## Document excerpt
Further statistical significance analysis using t tests was done on the three 10-year intervals for all five stations. The t test is a method in determining the differences between the means of two groups or variables. In this study, the 1971–1980 period was compared to 1981–1990 and 1991–2000. Similarly, the 1981–1990 was compared to the 1991–2000 time period as well. In total, four t tests were computed for each station.

In addition to the above trend analysis, we also examine each year to determine if the records in that year deviate significantly from expectation. As noted above, since there are 30 years of data, each year has 365/30 records on average or approximately 12 per year. We use Fisher’s exact test to determine if the number of records in a particular year is significantly different than expectation. For this test, if frequency of records drops below 5 or exceeds 22, the p value drops below 0.05 and is considered statistically significant.

## Extracted information
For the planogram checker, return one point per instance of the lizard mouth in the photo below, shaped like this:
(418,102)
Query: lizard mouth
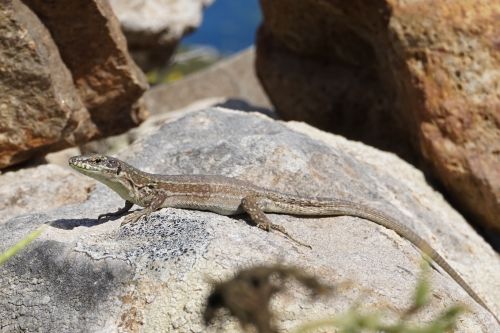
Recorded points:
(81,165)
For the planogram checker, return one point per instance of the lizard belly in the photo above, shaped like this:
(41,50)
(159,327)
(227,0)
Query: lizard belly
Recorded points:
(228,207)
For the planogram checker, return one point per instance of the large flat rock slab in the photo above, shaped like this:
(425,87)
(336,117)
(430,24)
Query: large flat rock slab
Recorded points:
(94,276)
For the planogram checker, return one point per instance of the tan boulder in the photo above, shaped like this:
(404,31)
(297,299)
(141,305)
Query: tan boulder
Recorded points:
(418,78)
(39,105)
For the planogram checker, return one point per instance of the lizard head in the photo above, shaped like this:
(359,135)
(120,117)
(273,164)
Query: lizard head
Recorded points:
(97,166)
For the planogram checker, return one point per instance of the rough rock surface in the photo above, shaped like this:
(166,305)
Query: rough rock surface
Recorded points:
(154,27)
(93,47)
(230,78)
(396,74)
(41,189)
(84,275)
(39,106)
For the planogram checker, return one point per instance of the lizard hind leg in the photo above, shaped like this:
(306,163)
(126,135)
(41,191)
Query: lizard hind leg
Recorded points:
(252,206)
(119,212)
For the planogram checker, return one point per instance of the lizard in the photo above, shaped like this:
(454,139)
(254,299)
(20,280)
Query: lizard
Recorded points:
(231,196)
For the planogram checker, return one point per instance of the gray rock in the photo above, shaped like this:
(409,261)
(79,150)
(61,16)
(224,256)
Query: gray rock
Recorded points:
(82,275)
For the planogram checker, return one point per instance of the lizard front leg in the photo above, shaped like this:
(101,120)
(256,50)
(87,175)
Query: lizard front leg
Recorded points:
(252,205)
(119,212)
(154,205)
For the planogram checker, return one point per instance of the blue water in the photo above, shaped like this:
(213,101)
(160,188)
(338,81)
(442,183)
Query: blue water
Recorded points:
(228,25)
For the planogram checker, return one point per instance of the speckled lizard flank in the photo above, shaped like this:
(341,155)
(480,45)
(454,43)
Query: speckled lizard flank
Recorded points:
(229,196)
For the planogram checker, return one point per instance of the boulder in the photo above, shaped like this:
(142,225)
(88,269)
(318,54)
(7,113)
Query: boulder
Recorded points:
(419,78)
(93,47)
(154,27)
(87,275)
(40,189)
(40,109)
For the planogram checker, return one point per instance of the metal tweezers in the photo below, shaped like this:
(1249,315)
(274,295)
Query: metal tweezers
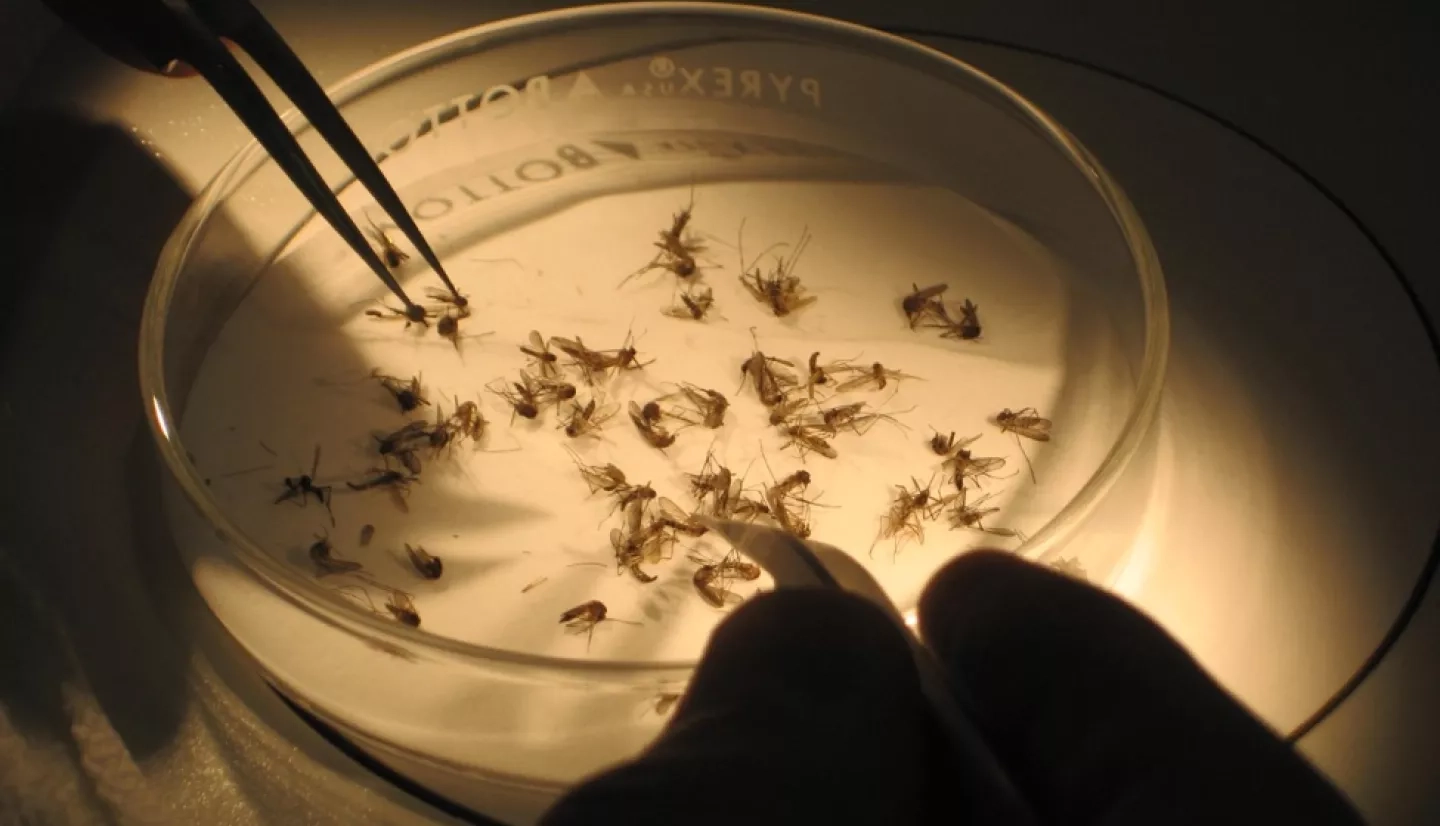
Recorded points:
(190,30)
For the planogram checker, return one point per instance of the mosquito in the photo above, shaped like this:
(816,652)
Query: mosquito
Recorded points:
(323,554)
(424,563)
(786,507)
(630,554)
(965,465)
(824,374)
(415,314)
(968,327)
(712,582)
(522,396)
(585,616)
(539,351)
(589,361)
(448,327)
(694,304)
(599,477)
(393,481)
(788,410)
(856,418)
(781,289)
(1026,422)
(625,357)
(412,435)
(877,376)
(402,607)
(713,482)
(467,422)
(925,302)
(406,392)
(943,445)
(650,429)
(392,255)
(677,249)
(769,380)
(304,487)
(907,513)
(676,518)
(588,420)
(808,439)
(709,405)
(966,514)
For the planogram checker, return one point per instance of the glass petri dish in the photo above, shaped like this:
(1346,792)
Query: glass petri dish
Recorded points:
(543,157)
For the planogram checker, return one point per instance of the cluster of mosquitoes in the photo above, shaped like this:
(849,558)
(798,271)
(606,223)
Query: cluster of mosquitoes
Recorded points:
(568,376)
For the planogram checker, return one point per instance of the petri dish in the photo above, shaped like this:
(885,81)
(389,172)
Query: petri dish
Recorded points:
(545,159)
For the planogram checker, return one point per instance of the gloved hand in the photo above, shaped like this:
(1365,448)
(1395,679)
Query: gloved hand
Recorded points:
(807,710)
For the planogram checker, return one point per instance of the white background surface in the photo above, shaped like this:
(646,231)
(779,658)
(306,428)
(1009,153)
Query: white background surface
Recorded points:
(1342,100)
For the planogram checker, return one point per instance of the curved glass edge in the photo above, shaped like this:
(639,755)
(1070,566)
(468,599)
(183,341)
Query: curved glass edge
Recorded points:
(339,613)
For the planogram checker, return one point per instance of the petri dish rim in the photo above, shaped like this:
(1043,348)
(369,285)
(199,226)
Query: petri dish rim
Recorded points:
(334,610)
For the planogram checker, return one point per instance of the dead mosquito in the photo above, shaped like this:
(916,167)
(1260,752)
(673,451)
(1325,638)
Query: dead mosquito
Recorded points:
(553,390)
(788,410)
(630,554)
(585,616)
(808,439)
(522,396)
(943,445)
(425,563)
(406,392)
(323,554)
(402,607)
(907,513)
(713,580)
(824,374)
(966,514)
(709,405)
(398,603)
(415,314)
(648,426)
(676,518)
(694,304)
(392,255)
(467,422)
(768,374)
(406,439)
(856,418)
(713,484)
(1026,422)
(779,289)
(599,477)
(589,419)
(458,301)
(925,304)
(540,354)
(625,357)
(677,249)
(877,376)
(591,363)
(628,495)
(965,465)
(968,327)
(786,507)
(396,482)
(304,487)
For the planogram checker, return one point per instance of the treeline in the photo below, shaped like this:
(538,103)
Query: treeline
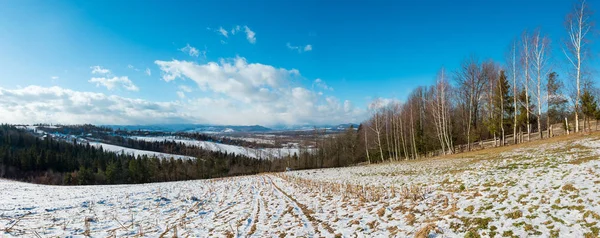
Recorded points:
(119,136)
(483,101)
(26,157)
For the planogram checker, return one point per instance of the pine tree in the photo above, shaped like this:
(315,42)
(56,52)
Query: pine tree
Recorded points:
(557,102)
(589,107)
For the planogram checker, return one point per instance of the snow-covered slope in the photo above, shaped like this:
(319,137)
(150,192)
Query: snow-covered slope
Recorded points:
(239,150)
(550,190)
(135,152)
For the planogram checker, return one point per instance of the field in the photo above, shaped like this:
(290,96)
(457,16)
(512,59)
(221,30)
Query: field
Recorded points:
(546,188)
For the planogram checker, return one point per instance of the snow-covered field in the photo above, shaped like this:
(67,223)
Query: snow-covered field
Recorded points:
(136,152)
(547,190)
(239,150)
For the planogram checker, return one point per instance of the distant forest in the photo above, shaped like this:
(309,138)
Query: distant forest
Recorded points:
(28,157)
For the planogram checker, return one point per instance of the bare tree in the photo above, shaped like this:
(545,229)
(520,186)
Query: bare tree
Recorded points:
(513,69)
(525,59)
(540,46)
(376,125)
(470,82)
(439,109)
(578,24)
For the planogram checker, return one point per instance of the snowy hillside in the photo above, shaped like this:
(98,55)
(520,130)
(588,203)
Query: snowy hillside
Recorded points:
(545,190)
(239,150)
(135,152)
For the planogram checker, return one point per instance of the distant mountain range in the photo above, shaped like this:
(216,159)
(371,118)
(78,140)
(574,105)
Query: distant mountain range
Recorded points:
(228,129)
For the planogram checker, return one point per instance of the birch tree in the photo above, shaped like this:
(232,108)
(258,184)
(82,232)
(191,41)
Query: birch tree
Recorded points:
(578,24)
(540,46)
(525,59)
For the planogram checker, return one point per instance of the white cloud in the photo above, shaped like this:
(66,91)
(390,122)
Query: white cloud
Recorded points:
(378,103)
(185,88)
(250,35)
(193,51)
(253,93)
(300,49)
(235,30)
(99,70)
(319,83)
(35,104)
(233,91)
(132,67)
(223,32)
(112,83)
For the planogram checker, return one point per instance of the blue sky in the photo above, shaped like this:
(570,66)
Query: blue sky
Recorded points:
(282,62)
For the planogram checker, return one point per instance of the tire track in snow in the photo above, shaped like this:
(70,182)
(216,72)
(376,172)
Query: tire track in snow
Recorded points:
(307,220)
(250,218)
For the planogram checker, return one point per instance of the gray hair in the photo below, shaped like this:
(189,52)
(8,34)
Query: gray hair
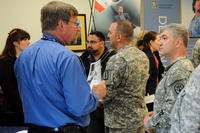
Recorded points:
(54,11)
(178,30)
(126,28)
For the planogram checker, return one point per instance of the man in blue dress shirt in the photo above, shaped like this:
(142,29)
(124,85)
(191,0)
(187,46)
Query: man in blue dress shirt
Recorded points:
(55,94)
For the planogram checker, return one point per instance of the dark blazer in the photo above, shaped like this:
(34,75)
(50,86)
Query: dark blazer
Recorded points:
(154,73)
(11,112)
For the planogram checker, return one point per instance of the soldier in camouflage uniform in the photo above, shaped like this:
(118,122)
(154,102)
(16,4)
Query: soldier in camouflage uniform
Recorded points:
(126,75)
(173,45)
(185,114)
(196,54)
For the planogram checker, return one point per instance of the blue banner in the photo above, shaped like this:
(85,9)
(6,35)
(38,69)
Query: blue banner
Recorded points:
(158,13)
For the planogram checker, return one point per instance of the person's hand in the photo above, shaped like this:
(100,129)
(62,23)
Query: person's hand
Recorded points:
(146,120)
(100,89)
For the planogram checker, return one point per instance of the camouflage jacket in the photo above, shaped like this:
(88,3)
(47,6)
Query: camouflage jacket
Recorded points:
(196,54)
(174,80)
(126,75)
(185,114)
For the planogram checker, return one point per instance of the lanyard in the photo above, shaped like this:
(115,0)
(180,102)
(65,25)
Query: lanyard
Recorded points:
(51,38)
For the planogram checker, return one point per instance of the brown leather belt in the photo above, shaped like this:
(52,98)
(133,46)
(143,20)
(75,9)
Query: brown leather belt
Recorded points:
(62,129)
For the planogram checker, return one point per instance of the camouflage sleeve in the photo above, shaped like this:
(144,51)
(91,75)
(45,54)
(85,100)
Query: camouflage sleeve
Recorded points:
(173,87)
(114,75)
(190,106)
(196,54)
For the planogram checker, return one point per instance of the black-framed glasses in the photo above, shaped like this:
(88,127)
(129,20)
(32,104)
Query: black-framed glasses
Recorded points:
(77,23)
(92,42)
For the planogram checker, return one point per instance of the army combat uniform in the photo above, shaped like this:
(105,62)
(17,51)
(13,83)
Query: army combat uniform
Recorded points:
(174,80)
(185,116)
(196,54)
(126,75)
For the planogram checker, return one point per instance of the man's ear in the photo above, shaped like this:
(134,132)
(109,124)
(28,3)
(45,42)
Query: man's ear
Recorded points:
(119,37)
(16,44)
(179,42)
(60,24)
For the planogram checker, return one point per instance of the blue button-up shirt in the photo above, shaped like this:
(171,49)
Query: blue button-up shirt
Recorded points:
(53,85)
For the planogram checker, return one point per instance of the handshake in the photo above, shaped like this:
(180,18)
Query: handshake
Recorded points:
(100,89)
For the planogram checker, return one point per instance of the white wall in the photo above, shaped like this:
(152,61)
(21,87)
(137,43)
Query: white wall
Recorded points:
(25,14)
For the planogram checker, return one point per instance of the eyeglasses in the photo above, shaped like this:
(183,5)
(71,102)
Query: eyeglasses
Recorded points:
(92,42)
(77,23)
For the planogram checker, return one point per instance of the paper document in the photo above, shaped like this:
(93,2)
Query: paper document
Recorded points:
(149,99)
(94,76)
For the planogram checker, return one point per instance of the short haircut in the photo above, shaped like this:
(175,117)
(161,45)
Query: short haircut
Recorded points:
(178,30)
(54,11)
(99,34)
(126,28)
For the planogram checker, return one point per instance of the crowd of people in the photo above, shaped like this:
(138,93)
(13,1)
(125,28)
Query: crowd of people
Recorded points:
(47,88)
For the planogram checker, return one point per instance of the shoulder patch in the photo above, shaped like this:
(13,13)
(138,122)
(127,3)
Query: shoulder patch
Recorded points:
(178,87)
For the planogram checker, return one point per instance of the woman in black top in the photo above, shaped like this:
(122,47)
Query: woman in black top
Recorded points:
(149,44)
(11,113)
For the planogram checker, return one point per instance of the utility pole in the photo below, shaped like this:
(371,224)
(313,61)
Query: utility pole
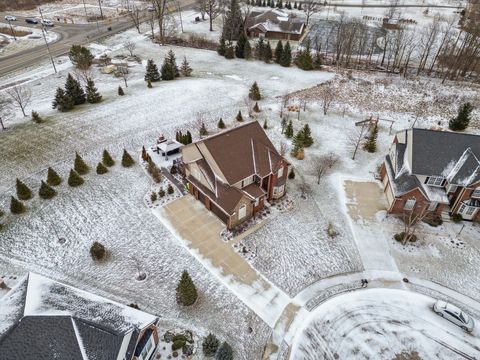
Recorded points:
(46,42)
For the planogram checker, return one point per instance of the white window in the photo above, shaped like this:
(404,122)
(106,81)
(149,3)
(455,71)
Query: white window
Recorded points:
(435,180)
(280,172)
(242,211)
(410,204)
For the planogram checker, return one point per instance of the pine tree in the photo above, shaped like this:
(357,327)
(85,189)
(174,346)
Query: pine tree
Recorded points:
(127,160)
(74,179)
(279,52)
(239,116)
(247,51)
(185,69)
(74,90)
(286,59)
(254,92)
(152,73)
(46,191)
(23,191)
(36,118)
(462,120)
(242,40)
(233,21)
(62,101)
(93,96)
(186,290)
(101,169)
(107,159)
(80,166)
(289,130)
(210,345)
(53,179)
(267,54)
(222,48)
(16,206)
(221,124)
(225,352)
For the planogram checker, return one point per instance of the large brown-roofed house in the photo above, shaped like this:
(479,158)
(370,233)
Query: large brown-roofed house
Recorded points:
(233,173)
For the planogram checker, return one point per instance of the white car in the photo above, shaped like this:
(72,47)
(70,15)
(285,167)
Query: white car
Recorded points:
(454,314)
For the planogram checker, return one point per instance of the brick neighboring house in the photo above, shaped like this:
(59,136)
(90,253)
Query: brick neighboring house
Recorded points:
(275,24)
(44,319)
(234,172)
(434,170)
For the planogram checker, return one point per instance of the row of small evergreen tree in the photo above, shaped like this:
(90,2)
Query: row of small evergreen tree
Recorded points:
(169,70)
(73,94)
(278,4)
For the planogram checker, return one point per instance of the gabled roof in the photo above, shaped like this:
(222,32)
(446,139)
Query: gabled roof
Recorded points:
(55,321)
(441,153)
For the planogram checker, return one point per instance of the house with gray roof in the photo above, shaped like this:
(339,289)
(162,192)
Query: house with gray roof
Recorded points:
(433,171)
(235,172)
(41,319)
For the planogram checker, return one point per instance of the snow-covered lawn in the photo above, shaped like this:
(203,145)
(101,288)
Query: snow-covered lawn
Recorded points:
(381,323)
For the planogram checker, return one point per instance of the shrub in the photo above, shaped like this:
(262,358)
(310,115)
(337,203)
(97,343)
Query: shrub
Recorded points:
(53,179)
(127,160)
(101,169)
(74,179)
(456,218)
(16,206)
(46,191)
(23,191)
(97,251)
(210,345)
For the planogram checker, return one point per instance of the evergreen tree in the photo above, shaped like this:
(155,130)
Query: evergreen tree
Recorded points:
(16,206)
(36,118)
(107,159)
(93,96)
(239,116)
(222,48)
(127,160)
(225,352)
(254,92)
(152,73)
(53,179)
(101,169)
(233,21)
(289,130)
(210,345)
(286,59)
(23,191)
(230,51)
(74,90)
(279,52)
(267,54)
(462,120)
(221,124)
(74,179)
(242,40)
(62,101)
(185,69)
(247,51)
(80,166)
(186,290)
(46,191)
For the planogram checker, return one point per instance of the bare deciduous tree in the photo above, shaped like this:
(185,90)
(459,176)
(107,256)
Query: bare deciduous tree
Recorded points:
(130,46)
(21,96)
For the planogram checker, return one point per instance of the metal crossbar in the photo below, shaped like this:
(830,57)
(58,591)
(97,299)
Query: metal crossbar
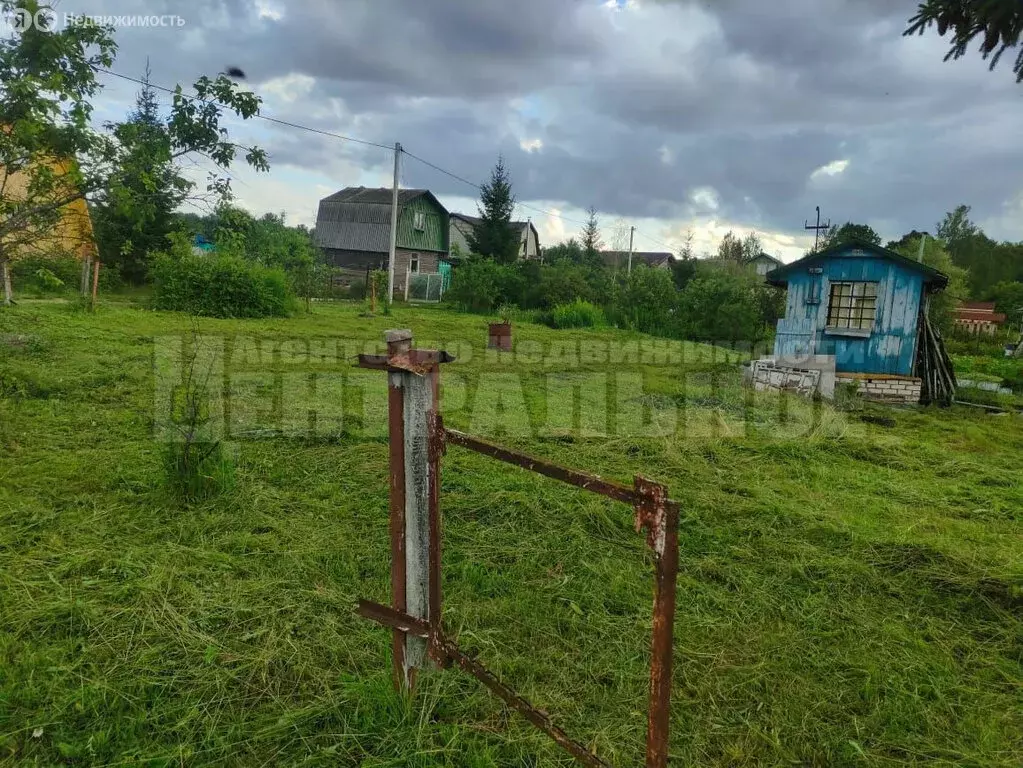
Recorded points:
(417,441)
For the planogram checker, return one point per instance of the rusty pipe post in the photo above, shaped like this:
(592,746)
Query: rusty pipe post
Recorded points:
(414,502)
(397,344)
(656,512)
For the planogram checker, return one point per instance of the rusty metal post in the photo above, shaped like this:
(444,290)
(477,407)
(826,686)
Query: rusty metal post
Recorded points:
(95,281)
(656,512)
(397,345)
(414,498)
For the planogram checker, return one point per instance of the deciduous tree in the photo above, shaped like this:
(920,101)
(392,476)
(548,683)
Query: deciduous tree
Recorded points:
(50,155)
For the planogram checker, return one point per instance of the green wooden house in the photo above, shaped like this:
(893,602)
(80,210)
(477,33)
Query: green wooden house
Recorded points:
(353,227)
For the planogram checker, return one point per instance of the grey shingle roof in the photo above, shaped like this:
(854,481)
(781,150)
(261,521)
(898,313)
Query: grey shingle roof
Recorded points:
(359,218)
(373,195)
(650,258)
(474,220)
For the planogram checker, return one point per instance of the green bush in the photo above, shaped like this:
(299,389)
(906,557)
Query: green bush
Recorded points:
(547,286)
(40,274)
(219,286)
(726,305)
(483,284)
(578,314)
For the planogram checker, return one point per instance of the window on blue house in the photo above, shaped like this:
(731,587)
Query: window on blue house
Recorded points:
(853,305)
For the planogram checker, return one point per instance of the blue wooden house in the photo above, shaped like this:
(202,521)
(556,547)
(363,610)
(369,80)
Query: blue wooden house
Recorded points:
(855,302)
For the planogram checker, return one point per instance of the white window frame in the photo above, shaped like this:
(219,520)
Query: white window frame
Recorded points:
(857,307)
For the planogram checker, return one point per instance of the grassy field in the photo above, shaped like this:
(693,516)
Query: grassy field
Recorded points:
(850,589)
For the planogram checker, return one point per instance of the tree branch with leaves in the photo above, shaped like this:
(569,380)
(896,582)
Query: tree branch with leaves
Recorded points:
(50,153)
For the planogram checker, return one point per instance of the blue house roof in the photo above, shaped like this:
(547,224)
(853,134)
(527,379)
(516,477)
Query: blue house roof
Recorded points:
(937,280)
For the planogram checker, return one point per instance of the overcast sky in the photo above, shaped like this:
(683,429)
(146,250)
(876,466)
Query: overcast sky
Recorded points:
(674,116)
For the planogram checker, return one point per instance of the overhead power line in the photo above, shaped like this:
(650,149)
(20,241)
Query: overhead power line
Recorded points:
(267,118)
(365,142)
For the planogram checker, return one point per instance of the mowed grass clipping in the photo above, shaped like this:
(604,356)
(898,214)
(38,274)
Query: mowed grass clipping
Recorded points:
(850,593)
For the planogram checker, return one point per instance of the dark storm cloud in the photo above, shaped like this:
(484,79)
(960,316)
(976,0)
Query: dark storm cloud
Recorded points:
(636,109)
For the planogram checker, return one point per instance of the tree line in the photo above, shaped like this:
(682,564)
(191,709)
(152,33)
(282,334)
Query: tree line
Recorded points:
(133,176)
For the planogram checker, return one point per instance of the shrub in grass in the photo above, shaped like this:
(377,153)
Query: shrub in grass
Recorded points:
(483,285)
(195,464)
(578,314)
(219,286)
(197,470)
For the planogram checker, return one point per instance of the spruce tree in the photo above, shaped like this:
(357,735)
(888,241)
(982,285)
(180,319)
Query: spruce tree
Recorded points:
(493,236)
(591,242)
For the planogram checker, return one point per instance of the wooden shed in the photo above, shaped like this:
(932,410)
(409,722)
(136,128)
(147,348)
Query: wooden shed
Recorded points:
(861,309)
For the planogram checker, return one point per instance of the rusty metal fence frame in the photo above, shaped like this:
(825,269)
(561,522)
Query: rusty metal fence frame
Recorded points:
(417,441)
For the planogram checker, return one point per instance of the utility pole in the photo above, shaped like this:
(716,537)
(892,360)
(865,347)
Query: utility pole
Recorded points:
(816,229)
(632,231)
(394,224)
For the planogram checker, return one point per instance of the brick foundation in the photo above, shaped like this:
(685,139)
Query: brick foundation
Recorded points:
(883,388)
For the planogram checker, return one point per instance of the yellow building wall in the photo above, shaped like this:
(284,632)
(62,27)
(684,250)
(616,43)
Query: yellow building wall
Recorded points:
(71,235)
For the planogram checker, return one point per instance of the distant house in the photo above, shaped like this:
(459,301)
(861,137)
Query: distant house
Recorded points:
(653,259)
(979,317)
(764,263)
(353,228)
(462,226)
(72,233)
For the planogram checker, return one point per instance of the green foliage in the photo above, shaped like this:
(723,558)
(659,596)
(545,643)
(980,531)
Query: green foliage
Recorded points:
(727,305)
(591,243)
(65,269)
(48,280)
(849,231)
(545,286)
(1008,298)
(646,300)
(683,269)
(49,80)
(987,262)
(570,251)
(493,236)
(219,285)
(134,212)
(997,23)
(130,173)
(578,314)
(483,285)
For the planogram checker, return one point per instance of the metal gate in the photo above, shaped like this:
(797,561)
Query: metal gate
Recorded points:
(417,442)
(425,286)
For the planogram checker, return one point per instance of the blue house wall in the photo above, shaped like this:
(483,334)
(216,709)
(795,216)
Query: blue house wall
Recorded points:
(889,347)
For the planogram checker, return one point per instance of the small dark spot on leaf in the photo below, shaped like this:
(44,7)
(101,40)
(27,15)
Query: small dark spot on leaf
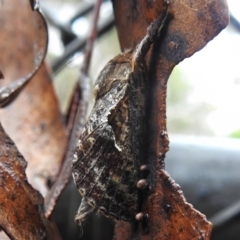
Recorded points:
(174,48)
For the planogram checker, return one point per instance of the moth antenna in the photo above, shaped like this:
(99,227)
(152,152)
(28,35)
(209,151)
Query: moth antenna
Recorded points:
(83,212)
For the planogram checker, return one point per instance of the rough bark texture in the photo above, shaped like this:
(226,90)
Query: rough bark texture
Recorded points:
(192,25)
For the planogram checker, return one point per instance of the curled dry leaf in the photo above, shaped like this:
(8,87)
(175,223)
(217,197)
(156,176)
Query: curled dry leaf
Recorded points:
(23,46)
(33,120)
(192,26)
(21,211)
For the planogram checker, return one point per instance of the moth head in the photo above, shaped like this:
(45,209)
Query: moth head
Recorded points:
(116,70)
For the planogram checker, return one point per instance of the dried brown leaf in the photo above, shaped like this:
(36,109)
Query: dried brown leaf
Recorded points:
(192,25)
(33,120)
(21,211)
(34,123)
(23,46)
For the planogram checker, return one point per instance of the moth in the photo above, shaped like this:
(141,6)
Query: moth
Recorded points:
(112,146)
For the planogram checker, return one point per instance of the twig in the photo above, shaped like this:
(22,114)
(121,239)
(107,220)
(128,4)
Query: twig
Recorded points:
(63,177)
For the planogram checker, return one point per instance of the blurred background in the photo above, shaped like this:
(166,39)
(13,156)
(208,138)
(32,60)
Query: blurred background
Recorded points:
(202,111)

## Aim of the task
In the statistical analysis excerpt, what record counts in a year make the p value drop below 0.05? The items come from a different source than the text.

## Output of the exercise
A frequency of records below 5 or above 22.